TO BE DONE: Continue the geology blog post below from the point where it stops, keeping its first-person voice and tone.

EXTRACT TO READ:

Geology with a surprise ending

A prior note: conglomerate, which I refer to here, is a sedimentary rock which contains large pebbles of older rocks, mixed in with sand, mud and clay. It makes a resistant rock which feels odd to walk on, or horrible to walk on in thin-soled shoes. It only forms when torrents of water carry the pebbles along.
Vertical conglomerate surface, at the "up and over".
A bit of background. I am an obsessive writer coming towards the end of his useful writing days, so I am trying to get all the stuff that I can out there, where people can access it when I go gaga or pop my clogs.

I was trained as a scientist, so I look at these things realistically.  If there is an afterlife, it will make me quite furious if I can look down, and see my efforts wasted.

As a result, I am putting freebies out there, like some of the stuff in this blog but especially my Many Voices project, a collection of 1.5 million words of original-source Australian history, all in machine-readable form, much of it unavailable as text anywhere else, and this is available as a PDF with no DRM, and it is available free to anybody and any organisation expect the Charles Sturt Memorial Museum in Adelaide, who trampled over my copyright and refused to apologise or admit their guilt.

PROVIDED MATERIAL:

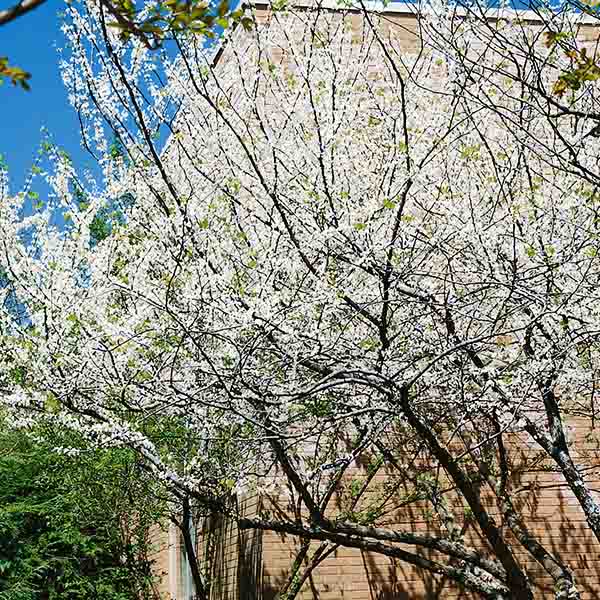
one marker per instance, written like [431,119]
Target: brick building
[253,565]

RESULT BELOW:
Some of my students bought me a mug as a Christmas present: it said "Piss Me Off And Pay The Price". This is the lesson I now hammer home to the incompetent swindlers at the Charles Sturt Memorial Museum, who probably don't realise that this particular blog entry is used as a teaching resource in schools and tertiary institutions around the world.  My ban on them, my habit of reminding people about them and the blog entry itself, will cease to be if and only if they admit that they helped themselves to my work without permission before putting their own copyright claim on it — and they have apologise for doing so.  They did the crime, so it wouldn't be hard.

Here begins the geology

I am also churning out commercial books like there aren't too many more tomorrows, and one of these, drawing on a long habit of bothering the rocks, has the working title Not Your Usual Rocks. But while I have a large collection of rock pictures, there are a few gaps, and one of these is good pictures of Sydney's bottom.

What's that?

It's the base of the Sydney Basin, the lump of geology that I live on top of. Centred on Sydney, Australia, the Sydney Basin reaches out west over the Blue Mountains, south past Ulladulla and north past Newcastle.

"Siccar Point" by Anne Burgess. Licensed under
CC BY-SA 2.0 via Commons -
https://commons.wikimedia.org/wiki/File:Siccar_
Point.jpg#/media/File:Siccar_Point.jpg
It is made up of Permian and Triassic rocks, lying unconformably on top of tilted and eroded Devonian metamorphic rocks.  There are scattered dykes, the occasional flow. and at least three volcanic necks that I can recall.

On the right, you can see an image of a place that was pivotal in modern geology, a view of the rocks at Siccar Point in Berwickshire, south-west Scotland. This is one of the gaps in my collection that I plan to fill in a year or two, but for now, I will use this one. If the trolls from the Charles Sturt Memorial Museum who peruse my stuff would like to take note, the caption to the picture on the left is a handy example of how you acknowledge other people's work.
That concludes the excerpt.